Sea level rise (SLR) vulnerability analysis of critical wastewater and transit infrastructure requires data collection at a temporal and geospatial scale small enough for planning and mitigation efforts. Flooding of wastewater infrastructure will increase with SLR, damaging pipes, pumps and causing sewer overflows and pipe backflows, creating human health exposure risks and environmental damage. Regular flooding of roads causes delays and damages transit infrastructure. Capital Improvement Projects (CIPs) for future wastewater and transit infrastructure projects are funded over 30-year cycles, and the next set of projects requires detailed field measurements to calculate projected SLR and groundwater flooding. SLR issues and infrastructure are discussed in [1-5]. Many general articles erroneously equate small increases in SLR with the equivalent topographic land contours.
The two study areas were developed on filled wetlands along San Francisco Bay, California and have higher flood frequencies than dozens of similar nearby communities. They also reflect the intersection of areas with high flood vulnerability, with critical wastewater and transit infrastructure which fulfill Diversity, Equality and Inclusion (DEI) goals. I undertook field observations in both study areas in November and December 2020, during a period of extremely high tides (king tides), and noted groundwater flooding, stormwater backflow, surface flooding, and other associated SLR indicators that were identified and mapped. Area 1 - Atchison Village (AV), Richmond, California is a former WWII housing development, now a non-profit community with 450 units. AV is “severely economically disadvantaged,” where 27% of the houses regularly have emergent groundwater in crawl spaces. AV is surrounded by industrial sites (railyards, chemical plants, and a refinery) within 1.6 km. AV is affiliated with Rosie the Riveter WWII Home Front National Historic Park. “Lake Curry” forms at the intersection of two streets during heavy storms, preventing transit through the area. The NOAA SLR Viewer shows flooding in AV at this location only after 3-feet of SLR. Area 2 - Tamalpais Valley (TV), an unincorporated area in southern Marin County, becomes impassable at the Manzanita Interchange at U.S. Route 101. Flooding is a result of a complex combination of flood actors, including high tides, heavy rains, onshore winds, and subsidence. The adjacent Fireside Apartments provides 50 affordable living units for low-income seniors and families and individuals with special needs, including those transitioning from homelessness. The Fireside Apartments reflects the “multigenerational and diverse socioeconomic character of the community.”

(Required tasks)
• 1. In the sea level rise passage, what share of the houses in Atchison Village regularly have emergent groundwater in their crawl spaces?
• 2. Copy out the part of the sea level rise passage starting with "Sea level rise" and going on through "topographic land contours.".

(Collected material)
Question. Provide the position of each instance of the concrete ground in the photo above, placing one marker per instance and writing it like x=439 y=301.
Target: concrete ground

(Answers given)
• 1. 27% of the houses.

• 2.
Sea level rise (SLR) vulnerability analysis of critical wastewater and transit infrastructure requires data collection at a temporal and geospatial scale small enough for planning and mitigation efforts. Flooding of wastewater infrastructure will increase with SLR, damaging pipes, pumps and causing sewer overflows and pipe backflows, creating human health exposure risks and environmental damage. Regular flooding of roads causes delays and damages transit infrastructure. Capital Improvement Projects (CIPs) for future wastewater and transit infrastructure projects are funded over 30-year cycles, and the next set of projects requires detailed field measurements to calculate projected SLR and groundwater flooding. SLR issues and infrastructure are discussed in [1-5]. Many general articles erroneously equate small increases in SLR with the equivalent topographic land contours.